▶ WRITTEN TASK:
Copy every line of the items below without changing anything.

▶ GIVEN DATA:
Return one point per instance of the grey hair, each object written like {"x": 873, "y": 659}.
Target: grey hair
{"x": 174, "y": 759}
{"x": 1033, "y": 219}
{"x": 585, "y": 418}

▶ EXERCISE RESPONSE:
Return one point per instance of the grey hair, each object written like {"x": 873, "y": 659}.
Target: grey hair
{"x": 174, "y": 759}
{"x": 1033, "y": 219}
{"x": 585, "y": 418}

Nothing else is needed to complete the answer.